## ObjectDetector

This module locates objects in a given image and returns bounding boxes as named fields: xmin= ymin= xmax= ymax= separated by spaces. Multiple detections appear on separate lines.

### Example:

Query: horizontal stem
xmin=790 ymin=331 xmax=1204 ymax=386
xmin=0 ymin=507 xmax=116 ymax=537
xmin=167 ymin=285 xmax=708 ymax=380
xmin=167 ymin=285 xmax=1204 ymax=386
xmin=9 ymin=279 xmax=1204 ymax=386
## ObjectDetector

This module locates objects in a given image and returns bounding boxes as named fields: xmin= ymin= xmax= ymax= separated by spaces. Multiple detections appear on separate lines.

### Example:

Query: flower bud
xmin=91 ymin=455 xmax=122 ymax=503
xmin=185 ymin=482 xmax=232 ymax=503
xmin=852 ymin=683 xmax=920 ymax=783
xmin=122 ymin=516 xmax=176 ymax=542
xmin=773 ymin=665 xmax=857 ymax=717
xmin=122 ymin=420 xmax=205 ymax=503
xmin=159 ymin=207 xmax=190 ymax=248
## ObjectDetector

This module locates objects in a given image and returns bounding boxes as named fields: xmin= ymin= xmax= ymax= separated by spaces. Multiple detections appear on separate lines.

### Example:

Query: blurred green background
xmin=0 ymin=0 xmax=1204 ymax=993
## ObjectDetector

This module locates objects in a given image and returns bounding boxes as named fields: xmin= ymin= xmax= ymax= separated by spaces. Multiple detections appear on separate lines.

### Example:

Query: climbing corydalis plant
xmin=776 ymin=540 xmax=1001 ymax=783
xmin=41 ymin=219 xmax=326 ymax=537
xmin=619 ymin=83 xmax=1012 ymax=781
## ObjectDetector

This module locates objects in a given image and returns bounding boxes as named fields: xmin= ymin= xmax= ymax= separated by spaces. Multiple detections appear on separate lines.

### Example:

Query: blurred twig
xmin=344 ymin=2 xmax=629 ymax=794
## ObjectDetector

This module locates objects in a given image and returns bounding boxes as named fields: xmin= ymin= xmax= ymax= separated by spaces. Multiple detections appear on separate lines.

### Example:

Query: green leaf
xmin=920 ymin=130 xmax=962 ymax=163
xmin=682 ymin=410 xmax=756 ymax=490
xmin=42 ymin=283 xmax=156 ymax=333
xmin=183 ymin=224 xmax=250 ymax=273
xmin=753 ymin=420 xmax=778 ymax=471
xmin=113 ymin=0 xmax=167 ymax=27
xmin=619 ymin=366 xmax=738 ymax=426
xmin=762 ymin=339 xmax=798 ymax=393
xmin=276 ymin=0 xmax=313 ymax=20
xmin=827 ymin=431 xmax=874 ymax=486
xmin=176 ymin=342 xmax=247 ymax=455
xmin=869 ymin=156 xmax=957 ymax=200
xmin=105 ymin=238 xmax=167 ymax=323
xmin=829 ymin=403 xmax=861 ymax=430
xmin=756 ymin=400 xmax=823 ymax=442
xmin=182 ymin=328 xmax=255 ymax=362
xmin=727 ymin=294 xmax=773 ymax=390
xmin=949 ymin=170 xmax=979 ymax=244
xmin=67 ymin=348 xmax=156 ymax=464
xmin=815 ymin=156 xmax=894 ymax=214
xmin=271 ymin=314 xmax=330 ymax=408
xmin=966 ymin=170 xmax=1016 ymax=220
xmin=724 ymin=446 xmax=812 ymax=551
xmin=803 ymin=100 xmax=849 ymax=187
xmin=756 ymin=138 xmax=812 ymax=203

[AIM] Lay out the records above as a Markdown table with the columns Row and Line, covering everything from the start of the records up to and including the line with "xmin=9 ymin=279 xmax=1204 ymax=386". Number each row and leave out blank lines.

[WORKED SOLUTION]
| Row | Line |
|---|---|
| 1 | ## ObjectDetector |
| 2 | This module locates objects in a given image and returns bounding boxes as named fields: xmin= ymin= xmax= ymax= separated by spaces. Multiple detections appear on separate lines. |
| 3 | ### Example: |
| 4 | Query: horizontal stem |
| 5 | xmin=790 ymin=331 xmax=1204 ymax=386 |
| 6 | xmin=0 ymin=507 xmax=116 ymax=537 |
| 7 | xmin=167 ymin=285 xmax=708 ymax=380 |
| 8 | xmin=167 ymin=285 xmax=1204 ymax=386 |
| 9 | xmin=9 ymin=279 xmax=1204 ymax=386 |